— TEXT TO READ —
Any downsides to using RAFDirectory instead of SimpleFSDirectory ?

2021-10-23 Thread Rahul Goswami
Hello,
I posted this question on the java-lucene group but not sure if my email
was noticed/made it through. Hence posting here. Apologies if this is
against the guidelines/best practices.

I am running Solr on a Windows server and mmap doesn't quite work well
there, so I have been using SimpleFS.

It was working well for the most part, but we recently encountered
ClosedChannelException due to the file descriptor getting closed during IO.
>From the java doc of SimpleFSDirectory...

https://lucene.apache.org/core/7_7_2/core/org/apache/lucene/store/SimpleFSDirectory.html
*NOTE:* Accessing this class either directly or indirectly from a thread
while it's interrupted can close the underlying file descriptor immediately
if at the same time the thread is blocked on IO. The file descriptor will
remain closed and subsequent access to SimpleFSDirectory

will
throw a ClosedChannelException
.

— TASK SET —
a – From the forum post about RAFDirectory and SimpleFSDirectory, list every class name ending in "Directory" or "Exception."
b – Extend the forum post about RAFDirectory and SimpleFSDirectory beyond its last line.

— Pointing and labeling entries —
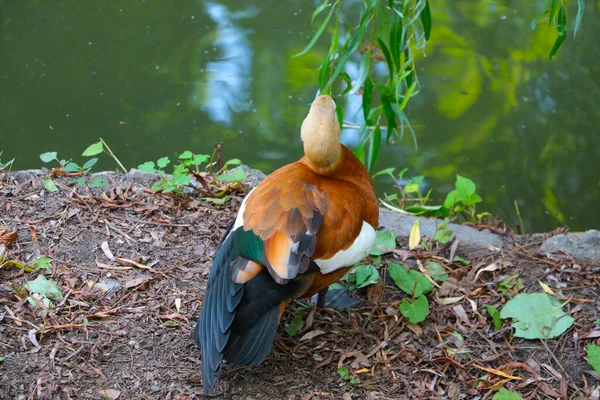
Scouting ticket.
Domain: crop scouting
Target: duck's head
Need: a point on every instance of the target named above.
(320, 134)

* * *

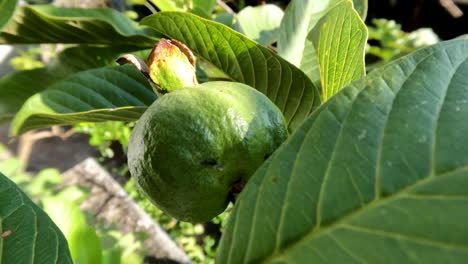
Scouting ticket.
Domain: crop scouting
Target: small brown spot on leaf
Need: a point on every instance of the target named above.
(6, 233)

---

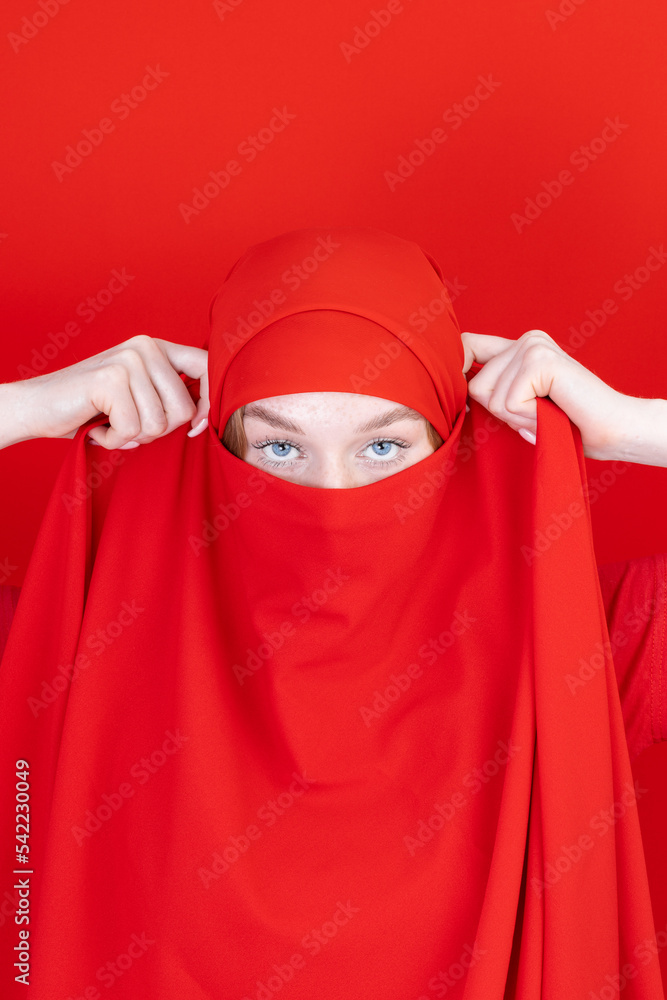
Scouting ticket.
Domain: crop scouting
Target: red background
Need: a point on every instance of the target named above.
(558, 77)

— REPLIES —
a – RAFDirectory, SimpleFSDirectory, ClosedChannelException

b –
If your application uses either Thread.interrupt()

 or Future.cancel(boolean)

you
should use the legacy RAFDirectory from the Lucene misc module in favor of
SimpleFSDirectory

.


We eventually found the culprit interrupting call, but it led me to
thinking if RAFDirectory is in general a worthy replacement for SimpleFS.
Are there any downsides to RAFDirectory (vs SimpleFS) due to which it is
considered legacy?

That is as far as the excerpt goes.